TESTO DI PARTENZA
────────────────
Il dolore che fa esistere l’anoressia

Dal greco,  An,  “privo di”óreksis che invece vuol dire “appetito”, nasce il termine anoressia, un problema che affligge soprattutto i giovanissimi, in particolare le donne e che è determinato appunto dalla mancanza di fame. Ce ne accorgiamo soltanto quando iniziamo a riscontrare nella persona che ne è affetta un’eccessiva magrezza e questa tardività complica la possibilità di intervenire in maniera tempestiva e risolutiva.

La curiosità che ne scaturisce da parte di chi osserva,  è pur sempre una forma di attenzione che il protagonista inappetente riceve, ma lo stupore, la preoccupazione e a volte quel sottile ribrezzo, vengono percepiti come un segnale positivo. L’esclamazione “Ma quanto sei magra!” altro non diviene che una conferma dell’obiettivo raggiunto, tanto da fortificare i vari comportamenti del disturbo alimentare, come l’autoinduzione del vomito sia manuale che meccanica (con l’utilizzo di oggetti, come il manico dello spazzolino da denti), vomito che può anche avvenire in maniera naturale, senza alcuna sollecitazione, ma a causa di una restrizione alimentare, con evidenti cambiamenti del funzionamento dell’ organismo, con un livello di  temperatura corporea piuttosto bassa. Anche la pulsazione del cuore rallenta e si mostra inferiore ai sessanta battiti al minuto; talvolta nel torace, nell’addome e nella schiena possono apparire forme di peluria. Si tratta di anoressia nervosa, presente anche nei bambini, che selezionano il cibo o decidono di non mangiare in circostanze di disagio. L’anoressia resta una patologia legata alla reazione ad un forte dolore o ad una condizione di disagio di tipo affettivo. Mai dire ad un anoressico di mangiare, né sottovalutarlo nelle sue decisioni. Gli anoressici sanno mentire per riuscire a portare avanti la propria ossessione di dimagrire o semplicemente per non doversi ritrovare a mangiare per forza. La medicina ha fatto passi da gigante, anche se ancora vi sono molti casi che non si è riusciti a salvare.
────────────────
RACCOLTA DI RIGHE
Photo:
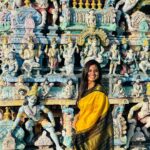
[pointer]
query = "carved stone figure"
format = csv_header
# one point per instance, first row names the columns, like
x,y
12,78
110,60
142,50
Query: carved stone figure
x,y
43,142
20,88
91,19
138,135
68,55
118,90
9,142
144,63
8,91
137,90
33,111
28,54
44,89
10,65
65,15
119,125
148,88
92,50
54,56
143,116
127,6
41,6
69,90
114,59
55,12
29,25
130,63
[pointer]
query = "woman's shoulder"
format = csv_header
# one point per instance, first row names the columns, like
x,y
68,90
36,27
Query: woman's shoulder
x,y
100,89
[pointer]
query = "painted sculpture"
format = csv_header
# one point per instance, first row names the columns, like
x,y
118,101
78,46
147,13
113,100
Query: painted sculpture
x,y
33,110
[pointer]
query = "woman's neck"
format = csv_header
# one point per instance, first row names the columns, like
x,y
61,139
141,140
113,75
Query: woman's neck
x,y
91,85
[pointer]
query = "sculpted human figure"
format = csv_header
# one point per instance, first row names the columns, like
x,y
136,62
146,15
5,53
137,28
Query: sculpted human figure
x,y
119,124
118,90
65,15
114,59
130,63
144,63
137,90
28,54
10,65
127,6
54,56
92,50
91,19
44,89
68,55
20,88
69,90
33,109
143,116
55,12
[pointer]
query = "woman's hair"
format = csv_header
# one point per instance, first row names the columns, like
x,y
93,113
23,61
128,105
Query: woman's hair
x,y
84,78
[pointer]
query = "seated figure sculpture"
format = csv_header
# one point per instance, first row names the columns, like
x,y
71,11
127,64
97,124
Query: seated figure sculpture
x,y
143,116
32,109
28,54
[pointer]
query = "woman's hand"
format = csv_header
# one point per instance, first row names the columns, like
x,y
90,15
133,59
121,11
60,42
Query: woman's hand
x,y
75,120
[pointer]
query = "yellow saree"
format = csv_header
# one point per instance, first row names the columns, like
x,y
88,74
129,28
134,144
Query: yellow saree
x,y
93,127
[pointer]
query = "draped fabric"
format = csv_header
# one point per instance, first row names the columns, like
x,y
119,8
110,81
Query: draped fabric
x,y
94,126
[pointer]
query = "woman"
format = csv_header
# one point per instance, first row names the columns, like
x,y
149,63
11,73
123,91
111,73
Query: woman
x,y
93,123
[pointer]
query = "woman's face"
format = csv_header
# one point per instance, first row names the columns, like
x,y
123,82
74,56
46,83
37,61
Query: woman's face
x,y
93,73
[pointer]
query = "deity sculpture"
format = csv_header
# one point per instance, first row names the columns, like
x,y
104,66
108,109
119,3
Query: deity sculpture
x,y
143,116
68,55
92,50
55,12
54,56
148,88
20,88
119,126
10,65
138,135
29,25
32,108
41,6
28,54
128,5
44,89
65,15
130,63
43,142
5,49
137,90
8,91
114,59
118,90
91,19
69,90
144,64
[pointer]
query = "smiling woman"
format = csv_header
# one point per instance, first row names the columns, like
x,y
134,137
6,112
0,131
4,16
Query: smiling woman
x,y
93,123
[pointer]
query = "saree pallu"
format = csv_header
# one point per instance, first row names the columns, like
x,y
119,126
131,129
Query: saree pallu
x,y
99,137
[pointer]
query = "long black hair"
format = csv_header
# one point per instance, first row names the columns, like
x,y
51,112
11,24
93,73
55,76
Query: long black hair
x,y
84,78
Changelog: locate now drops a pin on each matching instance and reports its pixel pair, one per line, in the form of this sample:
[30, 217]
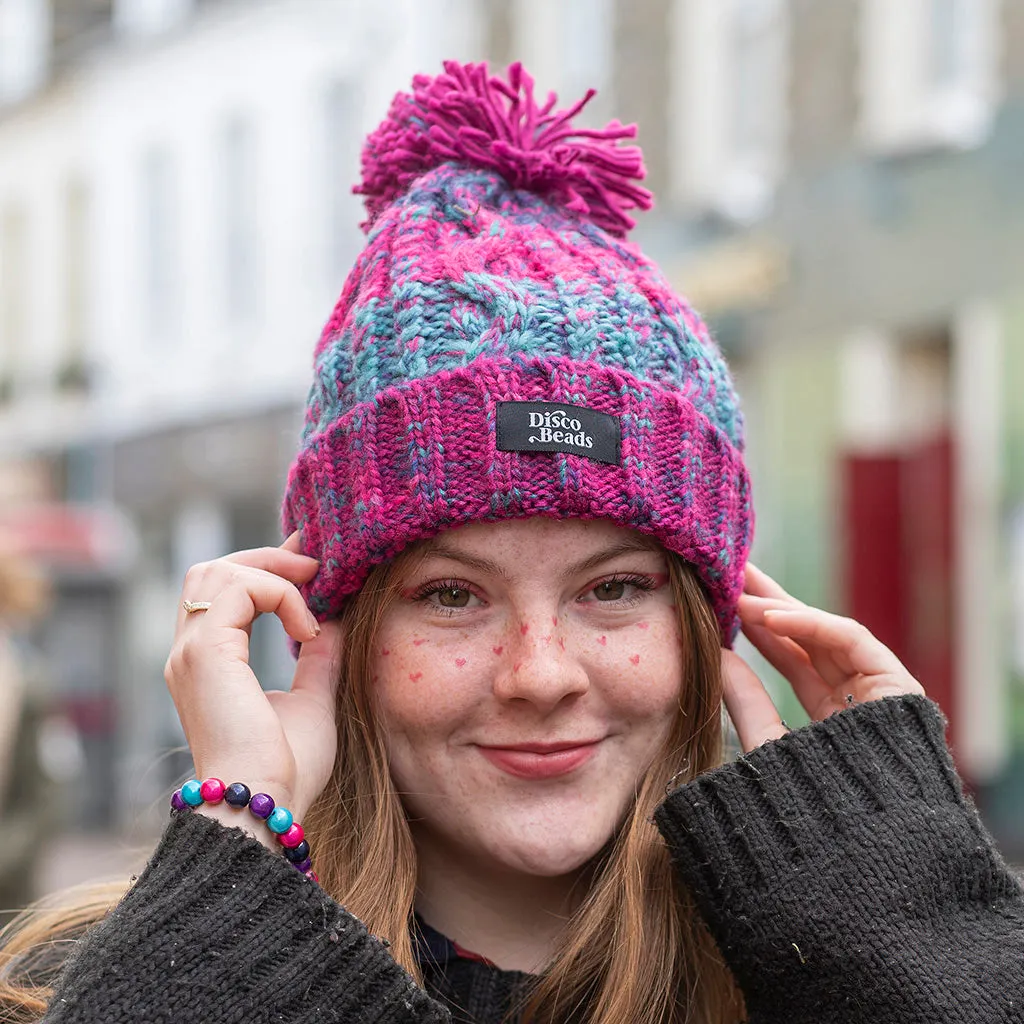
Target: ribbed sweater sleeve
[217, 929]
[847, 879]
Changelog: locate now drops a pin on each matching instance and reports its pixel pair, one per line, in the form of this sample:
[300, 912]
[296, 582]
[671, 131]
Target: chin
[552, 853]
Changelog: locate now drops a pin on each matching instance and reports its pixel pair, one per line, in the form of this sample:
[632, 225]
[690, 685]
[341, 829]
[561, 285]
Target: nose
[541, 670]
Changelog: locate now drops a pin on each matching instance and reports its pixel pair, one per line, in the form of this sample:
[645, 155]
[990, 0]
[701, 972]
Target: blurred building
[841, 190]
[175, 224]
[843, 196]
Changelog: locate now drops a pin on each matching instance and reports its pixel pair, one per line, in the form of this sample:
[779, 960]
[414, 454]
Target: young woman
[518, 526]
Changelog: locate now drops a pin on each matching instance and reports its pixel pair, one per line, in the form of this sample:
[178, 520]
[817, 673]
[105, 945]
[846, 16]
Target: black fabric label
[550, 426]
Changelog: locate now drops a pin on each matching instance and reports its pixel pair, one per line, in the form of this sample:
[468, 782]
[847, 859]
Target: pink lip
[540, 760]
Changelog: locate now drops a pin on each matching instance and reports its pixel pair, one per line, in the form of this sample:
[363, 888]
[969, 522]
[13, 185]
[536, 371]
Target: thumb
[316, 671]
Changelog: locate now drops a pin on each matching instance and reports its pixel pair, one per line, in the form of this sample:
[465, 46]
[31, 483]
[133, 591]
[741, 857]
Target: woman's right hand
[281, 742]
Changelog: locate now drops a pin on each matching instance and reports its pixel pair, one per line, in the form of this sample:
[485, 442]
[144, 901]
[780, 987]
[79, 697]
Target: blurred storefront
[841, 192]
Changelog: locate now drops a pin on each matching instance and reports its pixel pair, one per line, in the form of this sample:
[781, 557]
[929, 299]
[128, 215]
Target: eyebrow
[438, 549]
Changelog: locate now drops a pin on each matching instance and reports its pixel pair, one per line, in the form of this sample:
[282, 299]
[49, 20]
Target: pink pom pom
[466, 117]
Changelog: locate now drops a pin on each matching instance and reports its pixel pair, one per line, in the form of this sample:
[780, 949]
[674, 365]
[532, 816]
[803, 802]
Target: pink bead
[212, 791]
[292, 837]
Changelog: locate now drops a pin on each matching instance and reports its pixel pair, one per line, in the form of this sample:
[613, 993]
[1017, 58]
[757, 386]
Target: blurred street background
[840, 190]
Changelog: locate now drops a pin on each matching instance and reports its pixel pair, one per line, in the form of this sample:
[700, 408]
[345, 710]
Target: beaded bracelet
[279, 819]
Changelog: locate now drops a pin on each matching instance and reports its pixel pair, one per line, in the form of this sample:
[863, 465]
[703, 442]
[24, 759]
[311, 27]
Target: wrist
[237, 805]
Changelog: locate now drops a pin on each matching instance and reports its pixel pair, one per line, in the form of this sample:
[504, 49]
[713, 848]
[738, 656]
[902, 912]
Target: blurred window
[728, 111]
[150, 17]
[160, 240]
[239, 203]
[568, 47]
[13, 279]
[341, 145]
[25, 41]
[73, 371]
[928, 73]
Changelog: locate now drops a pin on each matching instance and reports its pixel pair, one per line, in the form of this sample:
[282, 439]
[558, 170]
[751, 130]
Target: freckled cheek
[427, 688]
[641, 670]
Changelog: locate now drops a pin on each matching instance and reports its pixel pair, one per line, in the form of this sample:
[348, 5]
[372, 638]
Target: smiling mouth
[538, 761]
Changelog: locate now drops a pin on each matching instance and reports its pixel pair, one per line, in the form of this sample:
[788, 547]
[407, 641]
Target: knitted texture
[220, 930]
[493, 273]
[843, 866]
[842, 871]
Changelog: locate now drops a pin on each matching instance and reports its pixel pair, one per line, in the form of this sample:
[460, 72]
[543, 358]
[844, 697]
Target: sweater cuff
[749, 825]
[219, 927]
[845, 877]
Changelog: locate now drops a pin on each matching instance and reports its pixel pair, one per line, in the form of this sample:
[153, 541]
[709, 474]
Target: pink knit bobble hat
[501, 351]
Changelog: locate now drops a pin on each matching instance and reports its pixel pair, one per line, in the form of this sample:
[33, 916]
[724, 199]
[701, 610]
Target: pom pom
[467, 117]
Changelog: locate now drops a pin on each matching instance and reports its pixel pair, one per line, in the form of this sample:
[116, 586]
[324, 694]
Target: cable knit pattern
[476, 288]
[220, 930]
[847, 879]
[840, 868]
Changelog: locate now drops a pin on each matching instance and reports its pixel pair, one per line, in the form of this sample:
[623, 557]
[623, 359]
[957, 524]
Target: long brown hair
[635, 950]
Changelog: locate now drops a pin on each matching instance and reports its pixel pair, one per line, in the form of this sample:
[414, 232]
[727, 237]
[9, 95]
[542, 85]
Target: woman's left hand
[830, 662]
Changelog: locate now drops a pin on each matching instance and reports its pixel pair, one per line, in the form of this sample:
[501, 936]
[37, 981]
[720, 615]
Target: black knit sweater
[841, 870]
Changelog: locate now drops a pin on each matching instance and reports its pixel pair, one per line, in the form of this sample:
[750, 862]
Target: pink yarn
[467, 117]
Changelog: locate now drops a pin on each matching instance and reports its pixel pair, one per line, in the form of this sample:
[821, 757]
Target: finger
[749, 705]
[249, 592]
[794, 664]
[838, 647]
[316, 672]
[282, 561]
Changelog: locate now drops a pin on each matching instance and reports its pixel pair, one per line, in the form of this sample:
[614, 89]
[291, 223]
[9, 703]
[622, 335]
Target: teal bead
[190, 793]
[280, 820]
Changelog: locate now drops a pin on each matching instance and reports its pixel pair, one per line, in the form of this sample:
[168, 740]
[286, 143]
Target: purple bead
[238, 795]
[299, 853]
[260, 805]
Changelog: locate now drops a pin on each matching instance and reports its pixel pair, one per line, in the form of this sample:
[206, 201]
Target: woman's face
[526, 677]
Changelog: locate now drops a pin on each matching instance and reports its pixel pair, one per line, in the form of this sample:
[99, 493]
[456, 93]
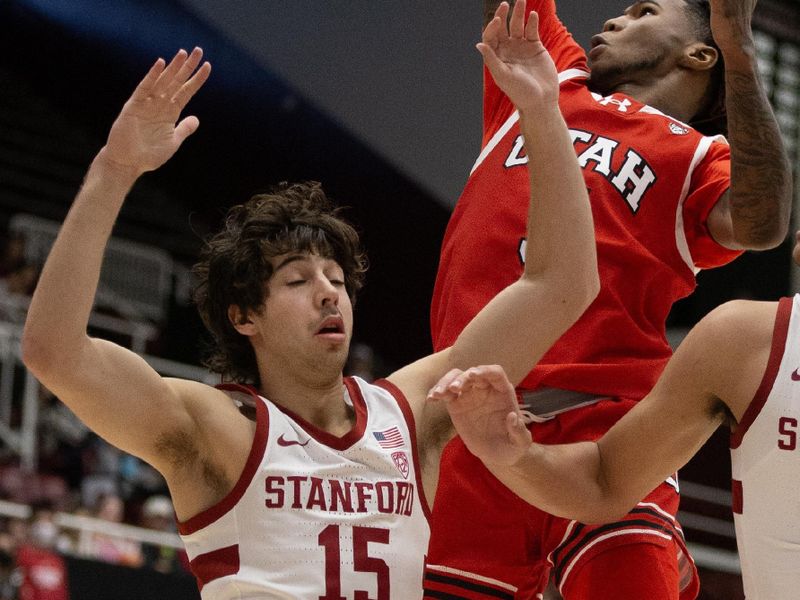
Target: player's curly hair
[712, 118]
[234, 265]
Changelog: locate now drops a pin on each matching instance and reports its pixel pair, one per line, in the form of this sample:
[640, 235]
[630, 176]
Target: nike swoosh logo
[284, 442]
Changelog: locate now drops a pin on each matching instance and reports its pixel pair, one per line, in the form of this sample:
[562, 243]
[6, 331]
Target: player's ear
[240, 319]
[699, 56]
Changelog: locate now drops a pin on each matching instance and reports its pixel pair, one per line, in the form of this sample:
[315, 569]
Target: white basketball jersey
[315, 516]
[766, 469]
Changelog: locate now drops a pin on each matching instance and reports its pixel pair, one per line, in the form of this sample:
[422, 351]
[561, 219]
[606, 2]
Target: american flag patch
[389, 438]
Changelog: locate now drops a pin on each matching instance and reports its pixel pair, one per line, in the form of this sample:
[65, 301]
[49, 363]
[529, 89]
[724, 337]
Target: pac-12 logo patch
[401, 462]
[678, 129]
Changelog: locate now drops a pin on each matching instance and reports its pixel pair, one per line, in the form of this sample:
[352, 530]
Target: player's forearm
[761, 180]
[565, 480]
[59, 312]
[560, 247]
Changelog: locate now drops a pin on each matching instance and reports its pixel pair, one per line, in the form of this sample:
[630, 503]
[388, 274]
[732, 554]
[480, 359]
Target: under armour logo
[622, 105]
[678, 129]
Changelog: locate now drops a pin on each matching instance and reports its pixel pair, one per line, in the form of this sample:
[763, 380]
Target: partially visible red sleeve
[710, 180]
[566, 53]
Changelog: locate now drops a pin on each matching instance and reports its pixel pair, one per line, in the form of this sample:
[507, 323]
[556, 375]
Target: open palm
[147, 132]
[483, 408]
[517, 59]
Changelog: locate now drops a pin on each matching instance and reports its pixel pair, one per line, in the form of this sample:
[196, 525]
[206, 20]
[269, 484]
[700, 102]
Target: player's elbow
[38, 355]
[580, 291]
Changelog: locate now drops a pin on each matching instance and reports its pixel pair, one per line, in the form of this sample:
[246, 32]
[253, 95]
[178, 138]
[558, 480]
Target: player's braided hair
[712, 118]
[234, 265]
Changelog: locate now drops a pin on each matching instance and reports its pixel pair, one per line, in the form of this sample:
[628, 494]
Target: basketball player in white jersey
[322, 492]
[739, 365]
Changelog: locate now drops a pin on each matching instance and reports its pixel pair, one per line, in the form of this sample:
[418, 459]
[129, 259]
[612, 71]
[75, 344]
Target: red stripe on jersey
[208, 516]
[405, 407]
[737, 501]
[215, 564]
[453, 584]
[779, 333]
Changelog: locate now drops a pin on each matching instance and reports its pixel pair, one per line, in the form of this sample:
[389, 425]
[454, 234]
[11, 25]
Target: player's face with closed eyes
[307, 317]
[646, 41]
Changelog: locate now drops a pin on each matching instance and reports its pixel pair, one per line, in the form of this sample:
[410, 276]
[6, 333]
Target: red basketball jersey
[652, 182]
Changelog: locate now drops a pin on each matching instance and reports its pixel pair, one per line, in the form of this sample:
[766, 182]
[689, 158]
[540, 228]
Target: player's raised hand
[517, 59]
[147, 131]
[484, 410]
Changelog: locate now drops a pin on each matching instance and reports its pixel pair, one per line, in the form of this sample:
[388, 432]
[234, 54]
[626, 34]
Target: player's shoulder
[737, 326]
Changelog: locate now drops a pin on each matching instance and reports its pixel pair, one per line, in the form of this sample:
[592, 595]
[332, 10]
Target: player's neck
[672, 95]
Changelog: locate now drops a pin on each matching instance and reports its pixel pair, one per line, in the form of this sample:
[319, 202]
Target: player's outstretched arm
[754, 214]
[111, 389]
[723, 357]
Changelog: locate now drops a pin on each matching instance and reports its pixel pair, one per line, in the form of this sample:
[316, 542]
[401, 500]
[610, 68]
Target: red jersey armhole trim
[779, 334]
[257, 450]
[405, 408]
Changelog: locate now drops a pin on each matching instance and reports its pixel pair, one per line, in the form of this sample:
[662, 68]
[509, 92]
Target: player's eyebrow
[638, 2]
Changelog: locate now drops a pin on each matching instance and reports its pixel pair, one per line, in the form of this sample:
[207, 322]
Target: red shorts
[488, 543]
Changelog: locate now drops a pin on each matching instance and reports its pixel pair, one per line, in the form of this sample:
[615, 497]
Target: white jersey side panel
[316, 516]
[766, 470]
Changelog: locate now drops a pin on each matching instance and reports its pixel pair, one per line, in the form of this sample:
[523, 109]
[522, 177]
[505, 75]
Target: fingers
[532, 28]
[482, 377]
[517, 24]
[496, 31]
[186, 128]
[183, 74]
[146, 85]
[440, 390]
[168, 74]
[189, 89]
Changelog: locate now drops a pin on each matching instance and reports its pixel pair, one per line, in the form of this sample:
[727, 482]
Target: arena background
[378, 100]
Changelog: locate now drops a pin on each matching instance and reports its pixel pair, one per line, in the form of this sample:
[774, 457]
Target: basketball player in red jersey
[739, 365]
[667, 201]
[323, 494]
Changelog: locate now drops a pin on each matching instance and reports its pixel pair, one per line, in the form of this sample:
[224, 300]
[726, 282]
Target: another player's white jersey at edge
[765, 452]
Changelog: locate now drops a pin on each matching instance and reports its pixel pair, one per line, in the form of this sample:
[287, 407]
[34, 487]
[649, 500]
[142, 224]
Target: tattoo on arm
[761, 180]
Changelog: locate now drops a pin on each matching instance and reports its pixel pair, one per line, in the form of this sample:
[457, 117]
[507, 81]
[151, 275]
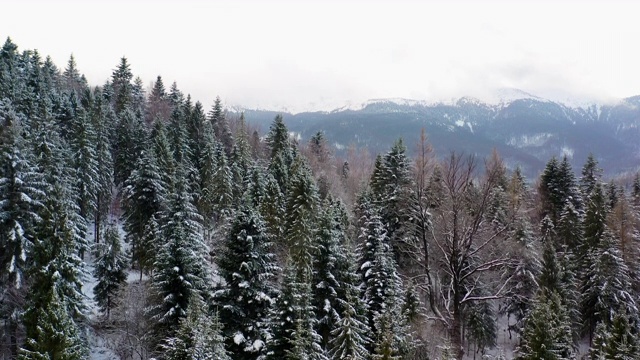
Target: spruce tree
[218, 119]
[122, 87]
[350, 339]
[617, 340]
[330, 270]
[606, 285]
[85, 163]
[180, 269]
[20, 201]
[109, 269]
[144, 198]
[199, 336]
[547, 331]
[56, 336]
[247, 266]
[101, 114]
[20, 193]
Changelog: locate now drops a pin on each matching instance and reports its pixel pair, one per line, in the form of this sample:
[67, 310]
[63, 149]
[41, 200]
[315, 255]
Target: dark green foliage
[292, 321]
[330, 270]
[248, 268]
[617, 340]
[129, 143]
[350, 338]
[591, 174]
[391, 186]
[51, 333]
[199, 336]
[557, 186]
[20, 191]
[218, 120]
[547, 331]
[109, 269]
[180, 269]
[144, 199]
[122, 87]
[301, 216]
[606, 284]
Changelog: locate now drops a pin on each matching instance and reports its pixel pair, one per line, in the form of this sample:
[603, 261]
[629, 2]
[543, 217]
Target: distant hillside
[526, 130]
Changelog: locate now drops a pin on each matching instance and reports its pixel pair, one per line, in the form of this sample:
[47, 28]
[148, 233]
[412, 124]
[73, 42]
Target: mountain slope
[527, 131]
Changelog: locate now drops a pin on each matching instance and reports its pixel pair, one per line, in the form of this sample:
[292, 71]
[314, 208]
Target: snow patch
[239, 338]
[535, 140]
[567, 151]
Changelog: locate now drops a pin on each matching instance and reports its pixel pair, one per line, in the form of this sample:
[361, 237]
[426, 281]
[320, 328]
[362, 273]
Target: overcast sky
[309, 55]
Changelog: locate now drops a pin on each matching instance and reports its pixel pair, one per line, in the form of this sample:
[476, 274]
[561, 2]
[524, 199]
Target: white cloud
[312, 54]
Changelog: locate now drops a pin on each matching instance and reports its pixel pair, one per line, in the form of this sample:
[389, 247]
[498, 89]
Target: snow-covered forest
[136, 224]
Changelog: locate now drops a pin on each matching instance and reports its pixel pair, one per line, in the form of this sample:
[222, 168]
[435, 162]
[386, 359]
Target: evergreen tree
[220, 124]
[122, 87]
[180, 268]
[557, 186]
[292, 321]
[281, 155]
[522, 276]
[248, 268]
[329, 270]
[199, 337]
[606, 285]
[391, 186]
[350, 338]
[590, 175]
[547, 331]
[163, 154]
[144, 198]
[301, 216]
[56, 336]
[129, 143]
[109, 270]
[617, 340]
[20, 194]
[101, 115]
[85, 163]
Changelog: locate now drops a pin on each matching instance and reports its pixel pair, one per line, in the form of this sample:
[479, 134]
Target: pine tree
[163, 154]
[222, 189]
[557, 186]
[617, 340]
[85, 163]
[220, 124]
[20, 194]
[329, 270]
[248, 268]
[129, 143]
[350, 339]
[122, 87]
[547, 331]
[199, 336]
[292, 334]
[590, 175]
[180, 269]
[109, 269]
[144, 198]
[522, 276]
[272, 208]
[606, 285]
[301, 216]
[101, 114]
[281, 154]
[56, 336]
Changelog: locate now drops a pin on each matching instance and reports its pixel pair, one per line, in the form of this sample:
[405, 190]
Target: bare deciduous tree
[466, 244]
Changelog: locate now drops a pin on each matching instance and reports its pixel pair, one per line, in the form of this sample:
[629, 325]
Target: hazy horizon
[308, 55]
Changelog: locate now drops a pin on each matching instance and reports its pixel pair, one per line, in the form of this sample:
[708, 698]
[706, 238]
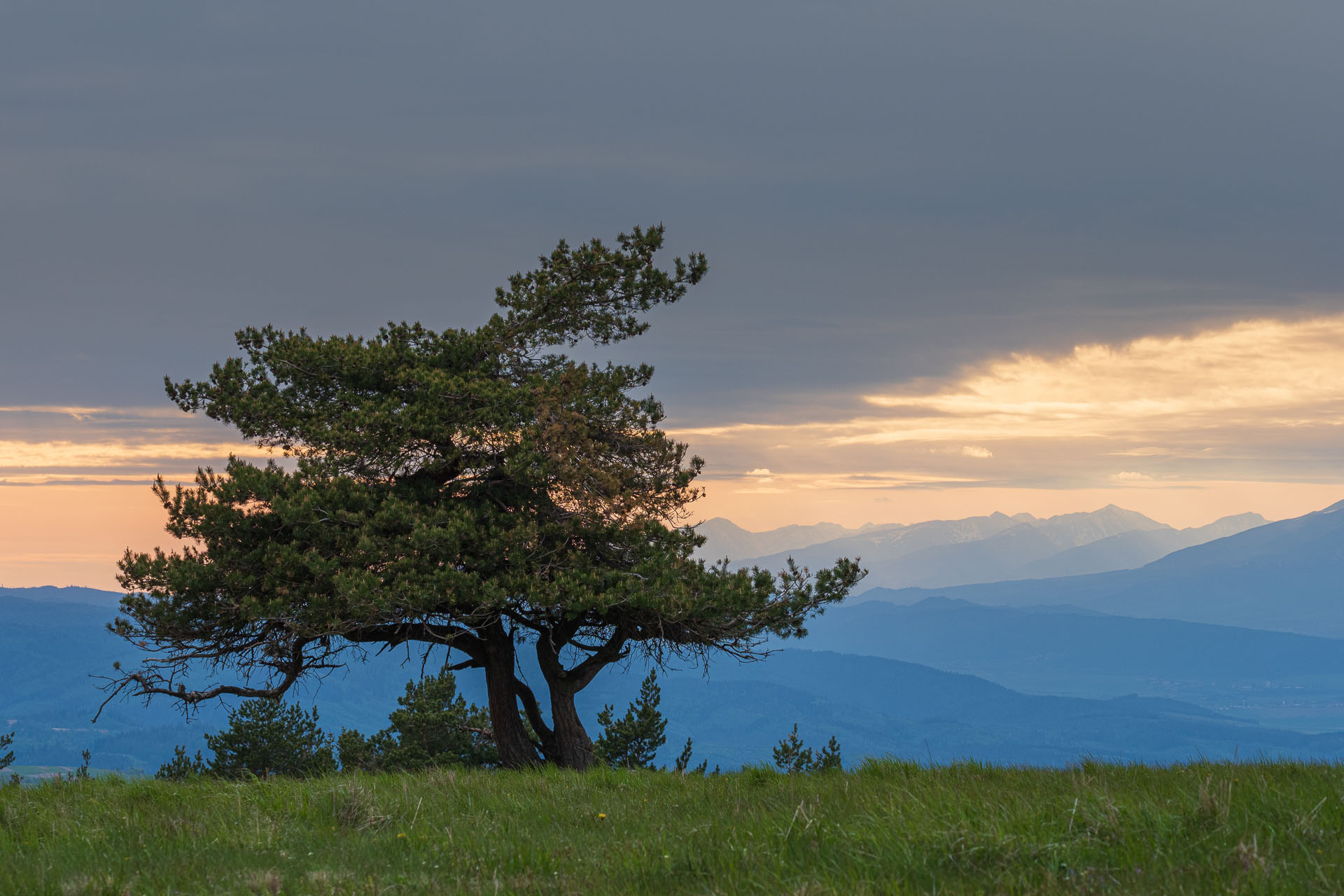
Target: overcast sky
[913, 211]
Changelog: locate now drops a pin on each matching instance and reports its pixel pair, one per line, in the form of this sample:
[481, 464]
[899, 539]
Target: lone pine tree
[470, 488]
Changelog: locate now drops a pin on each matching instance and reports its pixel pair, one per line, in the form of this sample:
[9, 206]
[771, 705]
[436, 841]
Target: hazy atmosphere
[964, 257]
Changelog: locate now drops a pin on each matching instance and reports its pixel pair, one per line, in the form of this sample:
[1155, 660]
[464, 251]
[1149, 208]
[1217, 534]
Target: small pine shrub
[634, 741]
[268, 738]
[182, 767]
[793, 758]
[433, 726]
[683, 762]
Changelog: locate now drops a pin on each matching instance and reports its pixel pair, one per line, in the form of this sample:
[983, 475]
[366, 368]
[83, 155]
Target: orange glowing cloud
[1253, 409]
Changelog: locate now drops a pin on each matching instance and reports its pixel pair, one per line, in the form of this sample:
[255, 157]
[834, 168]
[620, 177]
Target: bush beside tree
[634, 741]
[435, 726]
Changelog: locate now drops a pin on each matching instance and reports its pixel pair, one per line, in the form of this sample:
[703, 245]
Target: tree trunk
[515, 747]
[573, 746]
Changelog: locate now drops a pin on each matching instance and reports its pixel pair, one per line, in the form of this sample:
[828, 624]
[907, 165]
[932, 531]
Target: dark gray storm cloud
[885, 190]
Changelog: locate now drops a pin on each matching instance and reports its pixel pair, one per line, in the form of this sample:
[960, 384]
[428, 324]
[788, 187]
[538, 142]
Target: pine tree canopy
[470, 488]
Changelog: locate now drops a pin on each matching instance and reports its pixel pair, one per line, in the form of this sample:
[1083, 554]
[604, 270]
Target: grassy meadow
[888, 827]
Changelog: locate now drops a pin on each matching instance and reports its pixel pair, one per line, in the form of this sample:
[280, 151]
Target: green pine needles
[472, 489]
────────────────
ISTRUZIONI
A - Trascrivi il testo sull'anoressia da "Il dolore che" fino a "tempestiva e risolutiva." incluso.
B - Continua il testo sull'anoressia a partire dalla sua ultima frase.
Le righe provengono da un'altra fonte.

RISULTATI PER COMPITO
A -
Il dolore che fa esistere l’anoressia

Dal greco,  An,  “privo di”óreksis che invece vuol dire “appetito”, nasce il termine anoressia, un problema che affligge soprattutto i giovanissimi, in particolare le donne e che è determinato appunto dalla mancanza di fame. Ce ne accorgiamo soltanto quando iniziamo a riscontrare nella persona che ne è affetta un’eccessiva magrezza e questa tardività complica la possibilità di intervenire in maniera tempestiva e risolutiva.

B -
In Italia, molte vittime di anoressia/bulimia,  hanno iniziato a far conoscere questo terribile morbo, già alle fine degli anni Novanta, mentre più di tre milioni e mezzo di persone tutt’ora  ne soffre e il novanta per cento dei casi riguarda il sesso femminile.

L’origine  dell’anoressia ha una componente psicologica elevatissima, fa capo a profondi traumi e a problemi relazionali importanti. Coloro che soffrono di disturbi alimentari, anche a seguito della guarigione, possono presentare delle ricadute durante il corso della propria esistenza, perché quello è il loro modo di rispondere al disagio e al dolore estremo. Stati di abbandono, di disamore, possono comportare il manifestarsi di questa subdola malattia. Si muore di anoressia, se non si riesce a intuire e a raggiungere l’epicentro del problema. I colpiti  da anoressia e dall’altra sua faccia, la bulimia, tendono ad isolarsi, a sentirsi inadeguati, nei casi estremi a rifiutare le cure, quando dentro di loro, probabilmente, ha avuto il sopravvento la resa a qualcosa che nessuno, fuori,  è riuscito a trovare. Spesso ci si concentra erroneamente sulla magrezza dell’anoressico piuttosto che  sul dramma che l’ha resa possibile.